▶ Source passage
The original Bangalore city was clustered around the fort and city market and covered the area until the present Mysore bank square. Today, there is a bus stop at the place where the Dharmabudi tank existed earlier. The old city had areas like Cottonpet, Sunkalpet, Kumbharpet and the Balepet areas. The medieval character of the city’s old settlements typical of any old village is indicated by the names of these areas.

Every community or professional caste had its own street or streets in every village or town of ancient times. Sigebeli is the settlements of Brahmins, reminiscent of old Agrahara or Brahmapuri. Kempapura Agrahara was another settlement of the Brahmins created by Kempe Gowda II towards the Magadi road area beyond the Brahmabudi tank. Parts of Gandhi Nagar area appear to have been reclaimed from the Dharmabudi tank during the early part of the nineteenth century.

The Cantonment area grew as a separate township after the British shifted their troops to the place in 1806 and the first camp was located at the present Air Force Hospital in 1808. The present cantonment also consists of many old villages like Halasur, Blackpally, Doddakunte and Akkithimmanahalli. It was no part of the old Bangalore pettahs. At Domlur on the periphery of the old cantonment, the Chokkanatha temple built by the Cholas still remains. At Blackpally or Shivaji Nagar, there existed a Catholic church which later took some shape of the 18th century and now its is the St Marys Basilica. The cantonment area also saw the construction of some of the beautiful buildings of the European Renaissance style. Both churches and secular buildings which were mostly government offices during the 19th century.

▶ Exercises to complete
a - How would you sum up the Bangalore passage in two sentences?
b - Which old villages does the Bangalore passage say the present cantonment includes?
c - Proceed with the Bangalore passage, starting after its final sentence.
The lines under Stored items can be ignored.

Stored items
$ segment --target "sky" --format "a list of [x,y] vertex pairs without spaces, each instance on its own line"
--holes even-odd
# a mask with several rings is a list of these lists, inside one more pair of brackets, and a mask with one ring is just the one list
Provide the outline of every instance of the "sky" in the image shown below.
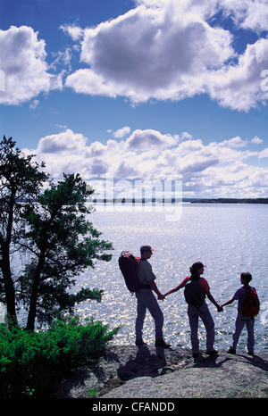
[[0,134],[55,179],[268,197],[267,0],[0,0]]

▶ Exercise responses
a - The original Bangalore city clustered around the fort and city market, and old areas such as Cottonpet, Sunkalpet, Kumbharpet and Balepet carry names that show their medieval character. The Cantonment grew as a separate township after the British moved their troops there in 1806, taking in old villages such as Halasur and Blackpally and gaining churches and buildings in the European Renaissance style.

b - Halasur, Blackpally, Doddakunte, Akkithimmanahalli

c -
New extensions were added to the town in Chamrajpet and Seshadripuram. Chamrajpet was named after Chamraja Wodeyar in 1892, the latter named after Dewan Seshadri Iyer. The visit of a plague in 1898 caused the creation of two bigger extensions in 1898. These were Basavangudi named after Basaveshwara temple or the Bull Temple in Sukenahalli village and Malleshwaram named after the Kadu Malleshwara temple in old Mallapura village. The area in both the places was full of fields.

The next time you think of Bengaluru as the city of Bengaluru, you would do well to remember its origins. There are several people alive today who remember the two distinct facets to the city; the pettahs and the cantonment. These portions were welded and expanded to make the beautiful city we live in.